» **OBJECTIVE**
A faithful transcription of all the data is required.

» **Entries from a dataset**
___

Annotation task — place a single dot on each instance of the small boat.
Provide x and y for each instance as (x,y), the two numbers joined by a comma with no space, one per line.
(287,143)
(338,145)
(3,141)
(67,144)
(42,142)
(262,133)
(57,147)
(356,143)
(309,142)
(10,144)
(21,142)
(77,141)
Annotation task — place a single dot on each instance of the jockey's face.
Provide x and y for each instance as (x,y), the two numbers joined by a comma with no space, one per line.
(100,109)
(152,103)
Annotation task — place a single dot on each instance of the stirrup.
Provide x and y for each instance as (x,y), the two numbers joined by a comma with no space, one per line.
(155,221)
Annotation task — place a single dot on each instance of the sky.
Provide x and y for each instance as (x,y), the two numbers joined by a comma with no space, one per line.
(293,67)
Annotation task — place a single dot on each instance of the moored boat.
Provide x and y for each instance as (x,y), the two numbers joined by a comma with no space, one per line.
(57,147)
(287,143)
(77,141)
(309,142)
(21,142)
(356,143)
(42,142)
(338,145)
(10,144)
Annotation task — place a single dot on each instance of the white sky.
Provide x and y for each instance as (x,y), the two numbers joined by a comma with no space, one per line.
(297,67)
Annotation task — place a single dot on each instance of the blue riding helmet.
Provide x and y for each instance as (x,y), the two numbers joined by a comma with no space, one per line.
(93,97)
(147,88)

___

» **SOLUTION TO THIS PROBLEM**
Annotation task — place a single dot on each instance of the small boat.
Provide x and y for each instance as (x,y), the two numbers joined by a comma with no space, one per line.
(287,143)
(338,145)
(3,141)
(67,144)
(42,142)
(262,133)
(57,147)
(356,143)
(309,142)
(10,144)
(21,142)
(77,141)
Annotation task — place a single dot on each instance of the jockey's face.
Provide x and y for each instance as (x,y), the two numbers joined by a comma with no space, one per line.
(100,109)
(152,103)
Annotation task — place a single dot on each instance of the stirrup.
Provide x and y for each instance as (x,y), the two numbers joined by a comma with no space, one per line.
(155,221)
Annotation task — place a single dot on each instance of the sky.
Provide x and y for each instance as (x,y), the two numbers joined by a comma with no space, one per line.
(293,67)
Annotation task — place a single dot on each instance of the moored boat.
Provide x and y for each instance as (x,y), the two numbers joined by a comma with no space, one per line.
(57,147)
(287,143)
(77,141)
(309,142)
(21,142)
(356,143)
(42,142)
(338,145)
(10,144)
Annotation task — place a single dot on each instance of the white sky.
Provide x and y for each instance as (x,y), the two numbers joined by a comma with no space, one per line.
(297,67)
Annotation task — place a single dot on each instance of the blue riding helmet.
Provide x and y for each instance as (x,y), the two numbers joined by a comma with no space, one per line.
(93,97)
(147,88)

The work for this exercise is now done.